▸ DIRECTION: Transcribe the lines from the one containing "Reviewer check: make sure each instance of the tan" to the last line, inclusive, word for word. Include no pictures.

▸ DATA SUPPLIED:

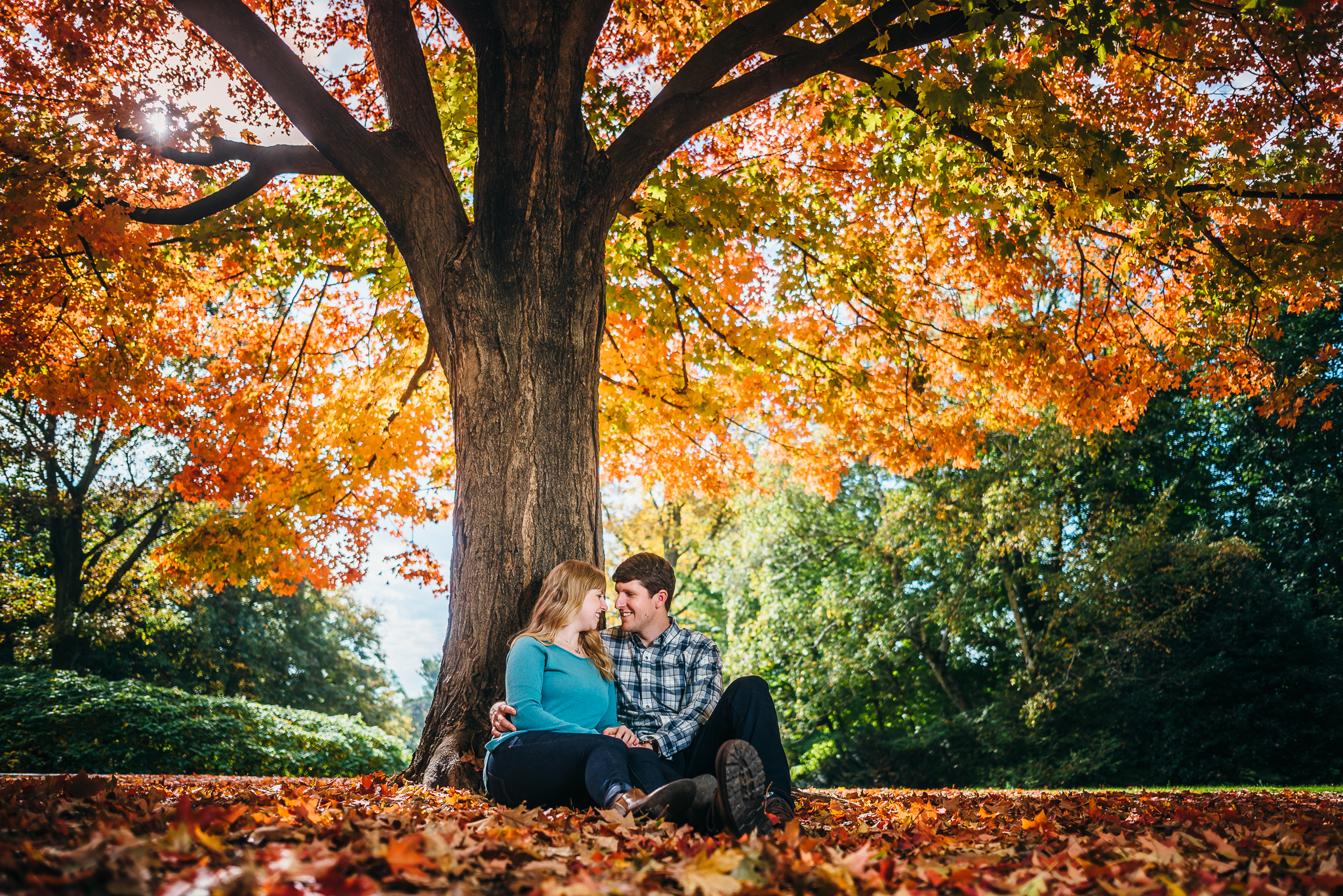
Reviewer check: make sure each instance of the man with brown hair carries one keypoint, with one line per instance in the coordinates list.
(669, 692)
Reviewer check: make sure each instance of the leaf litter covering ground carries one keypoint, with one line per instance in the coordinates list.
(198, 836)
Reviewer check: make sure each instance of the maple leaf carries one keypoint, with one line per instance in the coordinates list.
(710, 874)
(406, 855)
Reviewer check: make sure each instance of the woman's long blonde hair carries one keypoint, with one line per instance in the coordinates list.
(562, 598)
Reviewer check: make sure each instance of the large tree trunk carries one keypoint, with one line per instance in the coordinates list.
(64, 519)
(523, 309)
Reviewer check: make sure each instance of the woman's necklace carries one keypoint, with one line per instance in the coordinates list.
(571, 648)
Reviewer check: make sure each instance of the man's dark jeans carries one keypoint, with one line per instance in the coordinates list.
(746, 712)
(551, 769)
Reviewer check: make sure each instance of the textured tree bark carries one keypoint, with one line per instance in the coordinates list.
(521, 316)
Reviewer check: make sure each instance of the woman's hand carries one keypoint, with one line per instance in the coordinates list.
(624, 734)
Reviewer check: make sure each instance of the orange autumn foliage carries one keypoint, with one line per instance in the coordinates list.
(1064, 210)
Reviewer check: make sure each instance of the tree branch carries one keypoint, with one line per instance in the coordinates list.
(266, 163)
(402, 73)
(136, 554)
(664, 127)
(317, 115)
(732, 46)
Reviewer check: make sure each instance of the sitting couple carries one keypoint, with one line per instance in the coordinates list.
(635, 718)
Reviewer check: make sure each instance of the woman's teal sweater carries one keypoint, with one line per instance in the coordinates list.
(552, 690)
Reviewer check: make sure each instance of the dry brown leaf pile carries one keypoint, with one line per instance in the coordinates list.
(203, 836)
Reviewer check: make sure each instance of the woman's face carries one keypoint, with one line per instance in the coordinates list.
(590, 614)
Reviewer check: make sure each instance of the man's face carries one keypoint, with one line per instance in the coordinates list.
(637, 608)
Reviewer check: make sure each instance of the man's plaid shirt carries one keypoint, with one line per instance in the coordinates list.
(665, 691)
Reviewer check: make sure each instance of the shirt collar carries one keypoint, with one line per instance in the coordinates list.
(668, 637)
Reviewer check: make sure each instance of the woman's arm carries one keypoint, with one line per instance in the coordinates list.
(523, 680)
(609, 716)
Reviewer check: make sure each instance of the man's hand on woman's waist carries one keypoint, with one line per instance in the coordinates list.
(500, 723)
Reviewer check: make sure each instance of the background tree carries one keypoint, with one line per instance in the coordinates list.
(958, 218)
(1171, 582)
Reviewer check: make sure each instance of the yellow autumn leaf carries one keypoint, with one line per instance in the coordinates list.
(710, 874)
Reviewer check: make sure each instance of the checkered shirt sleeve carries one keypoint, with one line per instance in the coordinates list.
(665, 691)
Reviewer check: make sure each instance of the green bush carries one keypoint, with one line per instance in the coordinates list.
(58, 722)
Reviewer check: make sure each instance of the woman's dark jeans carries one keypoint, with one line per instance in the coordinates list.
(550, 769)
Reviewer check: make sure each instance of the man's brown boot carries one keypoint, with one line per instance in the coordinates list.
(742, 785)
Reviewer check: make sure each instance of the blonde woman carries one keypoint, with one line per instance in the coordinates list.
(567, 749)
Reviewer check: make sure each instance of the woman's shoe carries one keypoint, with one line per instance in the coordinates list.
(742, 785)
(624, 804)
(669, 801)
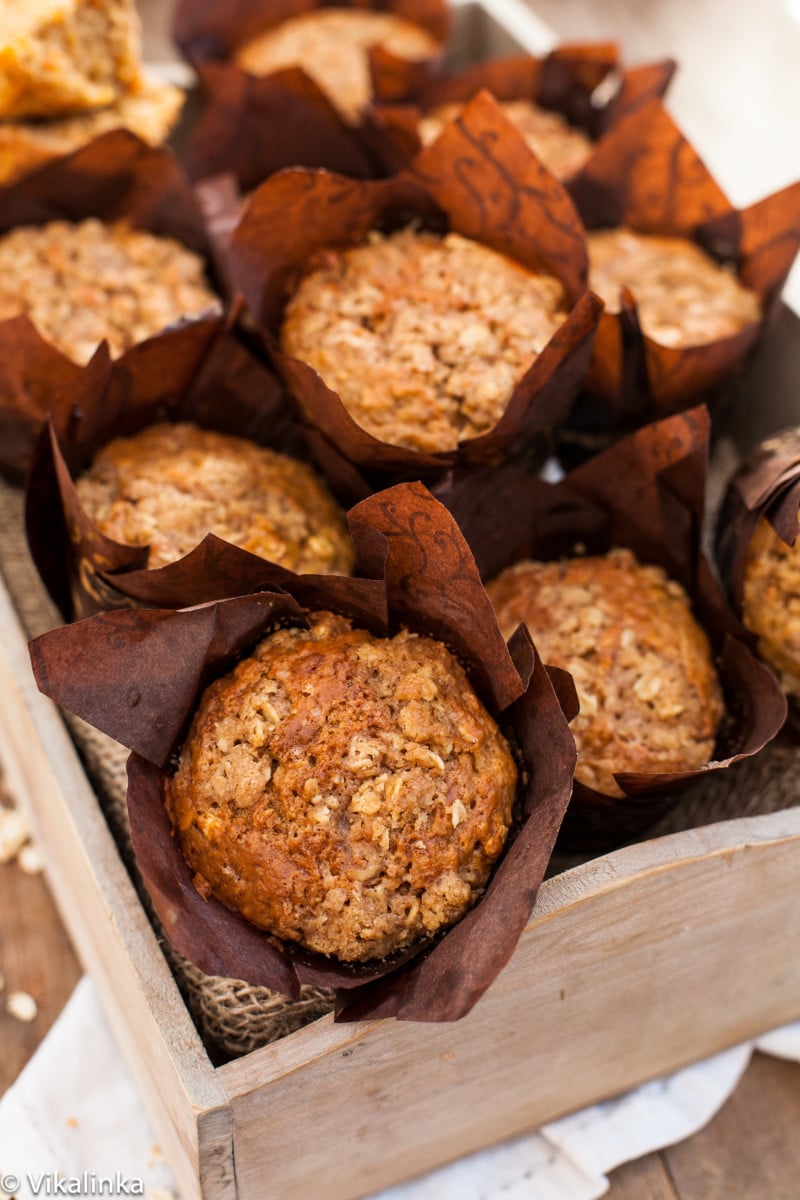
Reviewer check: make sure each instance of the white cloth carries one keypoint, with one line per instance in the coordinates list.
(74, 1109)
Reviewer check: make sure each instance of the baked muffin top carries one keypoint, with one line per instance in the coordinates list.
(561, 147)
(343, 791)
(423, 337)
(331, 46)
(86, 282)
(683, 295)
(771, 603)
(650, 700)
(170, 485)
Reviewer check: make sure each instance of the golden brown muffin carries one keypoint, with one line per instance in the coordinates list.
(331, 46)
(683, 297)
(422, 337)
(170, 485)
(80, 283)
(771, 603)
(61, 57)
(150, 112)
(650, 700)
(343, 791)
(561, 147)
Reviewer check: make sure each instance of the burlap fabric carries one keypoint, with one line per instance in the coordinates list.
(236, 1018)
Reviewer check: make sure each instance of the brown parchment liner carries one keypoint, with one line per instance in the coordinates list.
(204, 373)
(765, 485)
(563, 81)
(477, 179)
(116, 177)
(254, 125)
(645, 493)
(645, 174)
(138, 676)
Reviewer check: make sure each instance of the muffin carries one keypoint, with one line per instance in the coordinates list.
(683, 297)
(332, 47)
(169, 485)
(150, 112)
(60, 57)
(342, 791)
(650, 699)
(86, 282)
(422, 336)
(561, 147)
(771, 603)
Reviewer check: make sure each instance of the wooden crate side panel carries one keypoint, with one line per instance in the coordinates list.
(110, 930)
(614, 989)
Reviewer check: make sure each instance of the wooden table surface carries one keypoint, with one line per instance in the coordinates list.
(751, 1150)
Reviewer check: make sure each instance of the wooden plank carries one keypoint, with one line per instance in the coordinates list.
(621, 983)
(110, 929)
(751, 1149)
(35, 957)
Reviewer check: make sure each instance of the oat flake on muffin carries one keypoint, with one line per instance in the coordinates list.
(650, 699)
(561, 147)
(771, 603)
(170, 485)
(683, 295)
(86, 282)
(331, 46)
(343, 791)
(423, 337)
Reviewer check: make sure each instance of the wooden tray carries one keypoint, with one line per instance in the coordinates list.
(632, 965)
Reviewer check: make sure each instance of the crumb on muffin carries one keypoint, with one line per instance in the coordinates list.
(563, 148)
(60, 57)
(170, 485)
(771, 603)
(331, 46)
(343, 791)
(650, 699)
(683, 295)
(423, 337)
(88, 282)
(150, 112)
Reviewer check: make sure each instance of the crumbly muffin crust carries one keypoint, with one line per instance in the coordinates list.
(422, 337)
(149, 112)
(771, 603)
(683, 297)
(561, 147)
(170, 485)
(650, 700)
(332, 45)
(343, 791)
(80, 283)
(60, 57)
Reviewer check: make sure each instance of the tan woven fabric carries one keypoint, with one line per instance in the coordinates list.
(236, 1018)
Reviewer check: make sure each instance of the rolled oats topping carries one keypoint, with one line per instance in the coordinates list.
(88, 282)
(170, 485)
(423, 337)
(343, 791)
(650, 700)
(331, 45)
(771, 603)
(561, 147)
(683, 295)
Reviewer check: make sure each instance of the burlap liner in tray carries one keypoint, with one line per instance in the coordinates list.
(114, 178)
(565, 81)
(254, 125)
(235, 1018)
(138, 675)
(645, 174)
(204, 375)
(645, 493)
(477, 179)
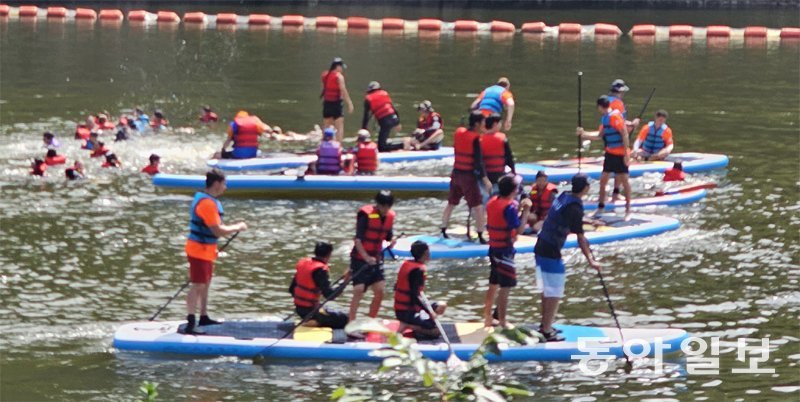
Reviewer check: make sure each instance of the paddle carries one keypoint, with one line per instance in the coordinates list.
(453, 362)
(186, 284)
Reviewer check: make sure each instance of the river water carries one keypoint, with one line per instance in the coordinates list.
(80, 258)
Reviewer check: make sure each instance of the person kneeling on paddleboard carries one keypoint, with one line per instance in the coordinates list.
(565, 217)
(205, 227)
(503, 222)
(311, 281)
(408, 307)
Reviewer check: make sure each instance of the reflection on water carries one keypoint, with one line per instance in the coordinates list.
(79, 258)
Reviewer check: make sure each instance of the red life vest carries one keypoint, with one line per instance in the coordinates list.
(247, 132)
(376, 232)
(55, 160)
(500, 236)
(402, 289)
(367, 157)
(380, 104)
(463, 142)
(306, 293)
(494, 152)
(331, 91)
(542, 201)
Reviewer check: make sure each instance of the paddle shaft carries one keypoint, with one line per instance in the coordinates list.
(186, 284)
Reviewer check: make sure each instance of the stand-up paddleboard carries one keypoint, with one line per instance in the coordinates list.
(563, 170)
(291, 162)
(249, 339)
(615, 229)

▸ CORRECT OUTPUT:
Reviewer check: make sure each instance of the tan woven fabric carries one keypoint, with one line per instance in the coordinates list.
(236, 1018)
Reviewer check: make sure each instance of the rolled oats topping carries one keypoint, with one line per instance in the coordinates list.
(88, 282)
(170, 485)
(423, 337)
(343, 791)
(650, 700)
(331, 45)
(771, 603)
(561, 147)
(683, 295)
Reviewer check: make sure each instance of the burlap liner in tray carries one keypoint, with one line per instance in the coordinates list.
(114, 178)
(565, 81)
(254, 125)
(235, 1018)
(138, 675)
(645, 174)
(204, 375)
(645, 493)
(477, 179)
Reviewer check: make sure each instance of the paddle carries one keypoint, with one line per instance in the coordinates list.
(453, 362)
(186, 284)
Reviewer check: make sure each instance of the river water carries one keypoint, with one line per instance in the coordinates list.
(80, 258)
Reviewer check: make sure each instance of the person kneeling on paddleboard carries one keypoint, with one line per instance in the coordinates list.
(565, 217)
(205, 227)
(503, 222)
(311, 281)
(408, 307)
Reviewer check: make sure each instance of the reflection on water carries one keypoint, with one line per instance in the coordinates list.
(79, 258)
Reviewer check: make sure each instance of the red life vest carries one keypoint, with one line per instance in the coordinates list.
(247, 132)
(376, 232)
(55, 160)
(500, 236)
(402, 289)
(367, 157)
(380, 104)
(463, 142)
(306, 293)
(494, 152)
(331, 91)
(542, 201)
Reviewer check: make sure each instance of the paddle shaft carries one keypoint, with one line per instance in the coordinates list.
(186, 284)
Reviewer check: make sure each instance of the stand-up paddleboard carries one keypoint, with one line per instance in the coordinates list.
(563, 170)
(291, 162)
(249, 339)
(615, 229)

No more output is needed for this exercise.